● **Request A**:
Answer these questions from the article on the hedge fund sentencing, one per line:
(i) How long was the jail sentence given to David Bryson?
(ii) What hedge fund did Bryson run?
(iii) In what court and on what street was the sentence handed down?

● **Text block**:

A crook whose hedge fund ripped off investors to the tune of $46 million walked away with a 33-month jail sentence — slightly more than half what the government sought, less than the sentences of drug dealers involved in less lucrative crime.
Judge Janet Hall handed down that sentence late Tuesday afternoon to David Bryson after a seven-hour proceeding in U.S. District Court on New Haven’s Church Street.
Bryson, who lives in Fairfield County, ran a hedge fund called New Stream Capital. He and two fellow New Stream execs pleaded guilty to defrauding investors in order to keep their investments. The government proved that Bryson and his associates defrauded investors in 2008 of at least $46 million by knowingly and repeatedly misrepresenting critical information about the firm’s structure and financial condition. (Click here for details about the scheme, which involved covering up the fact that the fund’s largest investor was bailing out.)

● **Input material**:
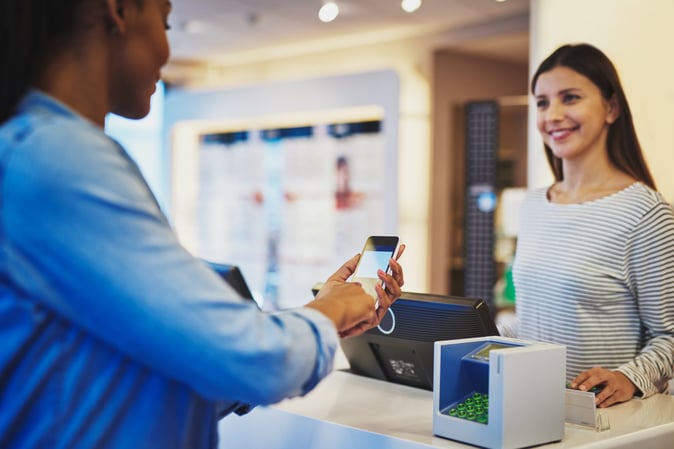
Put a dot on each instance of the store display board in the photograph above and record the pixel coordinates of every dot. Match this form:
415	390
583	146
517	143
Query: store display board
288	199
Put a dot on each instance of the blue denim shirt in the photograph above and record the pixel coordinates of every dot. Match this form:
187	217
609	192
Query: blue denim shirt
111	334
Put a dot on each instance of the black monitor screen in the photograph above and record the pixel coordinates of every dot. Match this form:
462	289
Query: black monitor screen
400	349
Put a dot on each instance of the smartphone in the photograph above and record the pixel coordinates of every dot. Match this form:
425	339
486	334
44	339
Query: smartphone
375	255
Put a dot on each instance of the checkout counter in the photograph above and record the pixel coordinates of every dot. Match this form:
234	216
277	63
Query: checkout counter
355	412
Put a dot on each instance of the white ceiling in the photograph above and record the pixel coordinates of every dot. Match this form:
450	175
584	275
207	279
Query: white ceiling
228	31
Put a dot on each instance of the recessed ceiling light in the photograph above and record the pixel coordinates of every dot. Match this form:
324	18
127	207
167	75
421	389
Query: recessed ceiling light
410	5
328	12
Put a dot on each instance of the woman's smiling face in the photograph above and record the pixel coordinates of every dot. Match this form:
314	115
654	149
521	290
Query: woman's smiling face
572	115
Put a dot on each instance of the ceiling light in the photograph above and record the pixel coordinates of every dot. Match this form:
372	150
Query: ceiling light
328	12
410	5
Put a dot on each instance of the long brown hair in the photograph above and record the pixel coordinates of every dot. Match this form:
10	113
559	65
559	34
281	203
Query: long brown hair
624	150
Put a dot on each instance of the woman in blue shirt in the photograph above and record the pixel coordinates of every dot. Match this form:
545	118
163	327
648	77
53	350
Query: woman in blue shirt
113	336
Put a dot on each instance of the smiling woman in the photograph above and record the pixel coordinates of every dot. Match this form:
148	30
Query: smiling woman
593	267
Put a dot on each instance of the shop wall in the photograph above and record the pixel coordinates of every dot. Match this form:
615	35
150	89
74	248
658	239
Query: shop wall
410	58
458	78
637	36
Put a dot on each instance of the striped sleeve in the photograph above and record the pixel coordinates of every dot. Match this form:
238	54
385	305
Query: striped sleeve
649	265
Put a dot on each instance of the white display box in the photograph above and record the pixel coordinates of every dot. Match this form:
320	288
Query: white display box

● **Request B**: Rewrite the part of the records that opens with the line containing "Put a dot on each instance of the woman in" and runs through the end of the records as a numbered list, leaving out blank lines.

● **Complete answer A**:
(i) 33 months
(ii) New Stream Capital
(iii) U.S. District Court on New Haven's Church Street

● **Complete answer B**:
1. Put a dot on each instance of the woman in blue shirt in the photograph above and record the pixel coordinates of every dot. Match this form:
2. 545	118
3. 163	327
4. 648	77
5. 53	350
6. Query: woman in blue shirt
7. 113	336
8. Put a dot on each instance of the smiling woman in the photograph above and record the pixel coordinates of every dot. Match this form:
9. 148	30
10. Query: smiling woman
11. 593	267
12. Put a dot on each instance of the shop wall in the photograph above and record the pixel coordinates of every dot. Match this form:
13. 615	35
14. 150	89
15. 74	248
16. 658	239
17. Query: shop wall
18. 410	58
19. 458	78
20. 637	36
21. Put a dot on each instance of the striped sleeve in the photograph above and record the pixel coordinates of every dot. Match this form:
22. 238	54
23. 385	305
24. Query: striped sleeve
25. 649	265
26. Put a dot on each instance of the white display box in the photograph above and record the pixel coordinates of every dot. Match this form:
27. 320	288
28. Query: white display box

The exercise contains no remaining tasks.